Your task is to repeat each record verbatim, exactly as it was written.

Data shown =
####
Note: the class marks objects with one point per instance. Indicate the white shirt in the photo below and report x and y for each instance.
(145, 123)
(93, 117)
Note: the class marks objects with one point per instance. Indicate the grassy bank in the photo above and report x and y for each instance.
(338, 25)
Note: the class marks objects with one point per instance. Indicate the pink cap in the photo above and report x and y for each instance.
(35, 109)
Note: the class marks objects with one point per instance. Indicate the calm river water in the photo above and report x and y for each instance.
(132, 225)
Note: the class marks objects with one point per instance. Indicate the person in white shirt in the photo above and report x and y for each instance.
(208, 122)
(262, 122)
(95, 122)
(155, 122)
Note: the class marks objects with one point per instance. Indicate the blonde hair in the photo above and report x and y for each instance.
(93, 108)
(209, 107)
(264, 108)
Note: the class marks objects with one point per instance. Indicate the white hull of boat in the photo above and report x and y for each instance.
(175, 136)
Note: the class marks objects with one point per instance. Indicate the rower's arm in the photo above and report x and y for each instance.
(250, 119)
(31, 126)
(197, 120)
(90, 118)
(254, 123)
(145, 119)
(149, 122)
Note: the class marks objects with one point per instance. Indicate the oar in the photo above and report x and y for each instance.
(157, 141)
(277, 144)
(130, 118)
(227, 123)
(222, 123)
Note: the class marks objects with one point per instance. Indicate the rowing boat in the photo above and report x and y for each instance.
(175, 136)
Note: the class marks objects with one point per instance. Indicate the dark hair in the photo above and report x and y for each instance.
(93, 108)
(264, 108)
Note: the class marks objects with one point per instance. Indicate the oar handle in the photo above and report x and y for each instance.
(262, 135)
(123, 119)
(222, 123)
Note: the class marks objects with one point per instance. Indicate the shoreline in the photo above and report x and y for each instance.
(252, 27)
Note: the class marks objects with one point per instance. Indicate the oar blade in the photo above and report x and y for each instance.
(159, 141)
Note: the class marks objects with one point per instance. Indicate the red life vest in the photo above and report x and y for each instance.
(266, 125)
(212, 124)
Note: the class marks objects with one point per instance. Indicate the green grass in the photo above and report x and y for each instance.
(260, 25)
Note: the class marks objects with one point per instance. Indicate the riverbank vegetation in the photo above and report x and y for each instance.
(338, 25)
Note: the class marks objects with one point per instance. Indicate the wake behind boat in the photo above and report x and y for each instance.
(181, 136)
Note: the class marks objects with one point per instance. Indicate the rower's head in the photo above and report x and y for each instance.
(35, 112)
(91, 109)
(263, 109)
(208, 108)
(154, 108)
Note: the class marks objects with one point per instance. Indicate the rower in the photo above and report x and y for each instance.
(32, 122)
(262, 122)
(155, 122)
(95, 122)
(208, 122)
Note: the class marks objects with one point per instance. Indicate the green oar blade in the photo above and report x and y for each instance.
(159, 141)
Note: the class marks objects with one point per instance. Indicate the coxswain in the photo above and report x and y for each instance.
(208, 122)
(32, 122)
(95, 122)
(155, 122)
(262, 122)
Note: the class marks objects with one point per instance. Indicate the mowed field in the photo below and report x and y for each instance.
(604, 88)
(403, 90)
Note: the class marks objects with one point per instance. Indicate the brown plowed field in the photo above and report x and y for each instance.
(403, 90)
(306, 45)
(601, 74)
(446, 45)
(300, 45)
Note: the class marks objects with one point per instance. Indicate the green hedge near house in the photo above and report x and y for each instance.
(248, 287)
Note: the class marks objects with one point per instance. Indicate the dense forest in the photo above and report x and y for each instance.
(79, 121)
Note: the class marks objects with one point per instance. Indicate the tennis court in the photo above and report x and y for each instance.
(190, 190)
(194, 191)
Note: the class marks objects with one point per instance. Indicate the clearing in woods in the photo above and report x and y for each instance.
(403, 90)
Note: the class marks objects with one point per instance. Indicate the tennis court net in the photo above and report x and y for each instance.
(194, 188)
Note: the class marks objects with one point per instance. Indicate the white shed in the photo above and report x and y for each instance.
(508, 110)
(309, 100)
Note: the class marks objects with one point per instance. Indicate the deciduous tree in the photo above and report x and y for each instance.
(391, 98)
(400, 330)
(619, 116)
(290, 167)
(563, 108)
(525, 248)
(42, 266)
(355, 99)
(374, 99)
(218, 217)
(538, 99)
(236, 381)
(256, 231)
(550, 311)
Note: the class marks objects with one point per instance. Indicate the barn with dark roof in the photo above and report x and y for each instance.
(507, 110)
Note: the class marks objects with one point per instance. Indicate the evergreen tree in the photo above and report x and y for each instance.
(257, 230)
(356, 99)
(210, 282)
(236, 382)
####
Exercise result =
Note: the class marks objects with one point per instance. Indicate the white shirt in the photo below and report x and y for each instance.
(145, 123)
(93, 117)
Note: the class marks objects with one point per instance. Indicate the grassy bank in the photo above and report x and y for each instance.
(338, 25)
Note: the class marks objects with one point per instance. Indicate the pink cap in the photo above and report x and y for each instance.
(35, 109)
Note: the class marks objects with one point per instance. Indicate the calm river water in the photo above and report x and y for each instance.
(132, 225)
Note: the class marks objects with one point per instance. Indicate the person in white shirt in the photo above and report x and y for each instance.
(208, 122)
(262, 122)
(95, 122)
(155, 122)
Note: the class marks objects with one point per instance. Indicate the blonde hair in the photo above and report x and y for each instance.
(93, 108)
(209, 107)
(264, 108)
Note: the class marks objects with one point per instance. Indicate the white hull of boat in the photo above and report x and y for each instance.
(175, 136)
Note: the class marks objects with one point per instance. Indicate the rower's arm in the photo above and report x and y for each instance.
(250, 119)
(31, 126)
(197, 120)
(90, 118)
(254, 123)
(145, 119)
(149, 122)
Note: the class marks objects with one point per instance. Indicate the oar in the photo above and report x and y for each instance.
(157, 141)
(277, 144)
(130, 118)
(227, 123)
(222, 123)
Note: the class marks objects with one point per instance. Indicate the rowing boat in the photo above and report x and y for each instance.
(175, 136)
Note: the class marks objects with one point per instance. Indicate the dark hair in the photo above and report x and y for each instance.
(93, 108)
(264, 108)
Note: the class marks objects with one point per instance. Indicate the oar handle in the photo above and report x and y for each instance.
(262, 135)
(123, 119)
(222, 123)
Note: the class marks objects with one point per instance. Indicate the shoreline in the photo above and report x and y for each instance.
(252, 27)
Note: the class marks objects with one point per instance. Indicate the oar blade in the photo above and report x and y for each instance.
(159, 141)
Note: the class marks objects with one point per instance. Indicate the red life vest in the photo above and report x and y for each instance.
(266, 125)
(212, 124)
Note: the class marks objects with one point per instance. Indicate the green grass in the photo above and report x and y for each instance.
(260, 25)
Note: the class marks objects with one point per instance. Indicate the riverbank vegetation in the photo above and report x and y for each instance.
(338, 25)
Note: the class marks objects with one point per instance. Indicate the wake behind boat in the photo above and report x and y for each instance.
(181, 136)
Note: the class marks objects with one point per instance. Indicate the rower's head in the photo above and report x and y for each instance.
(35, 112)
(91, 109)
(263, 109)
(208, 108)
(154, 108)
Note: the class marks objects with one point per instance. Indicate the rower in the photo above and report x and y for each instance.
(32, 122)
(262, 122)
(155, 122)
(95, 122)
(208, 122)
Note: the class marks objects with one point per instance. Indicate the green oar blade in the photo above and report x and y for each instance.
(159, 141)
Note: the class marks objects with one point per instance. Indicate the coxswain in the photo above and report x and y for each instance.
(208, 122)
(32, 122)
(95, 122)
(155, 122)
(262, 122)
Note: the class marks objects with one point per instance. Indicate the mowed field in the photo below and report x and y for each instance.
(604, 88)
(403, 90)
Note: the class marks objects with one point per instance. Indicate the brown plowed field in the photo above and report x and y for each instance.
(403, 90)
(306, 45)
(601, 74)
(446, 45)
(300, 45)
Note: the class marks objects with one point per instance. Indicate the green hedge near house in the photo above and report x and y for each instance.
(248, 287)
Note: the class marks objects with one point per instance. Indicate the dense forest in the photo above and report x and y for each instance.
(79, 121)
Note: the class marks objects with one point per instance. Indicate the tennis court in the photo above and report x and y for each instance.
(190, 190)
(194, 191)
Note: the class marks objects with one point per instance. Indicate the clearing in woods in the photo above and report x and y for each instance.
(403, 90)
Note: the class marks objects with one point per instance. Indicate the tennis court net in the photo above and report x and y for each instance.
(194, 188)
Note: the class marks objects with one point per instance. Indicate the white shed in the photo above and report x and y for each instance.
(508, 110)
(309, 100)
Note: the class marks objects with one point per instance. Indicate the deciduous tree in the photo above and report x and y for each instance.
(391, 98)
(400, 330)
(619, 116)
(290, 167)
(563, 108)
(525, 248)
(42, 266)
(355, 99)
(374, 99)
(218, 217)
(538, 99)
(236, 381)
(256, 231)
(550, 311)
Note: the class marks objects with one point per instance. Indicate the barn with dark roof in the photo above and report x and y for each instance.
(507, 110)
Note: the class marks objects with one point per instance. Indicate the evergreen tree in the photo above and report x and y for each instance.
(257, 230)
(356, 99)
(210, 282)
(236, 382)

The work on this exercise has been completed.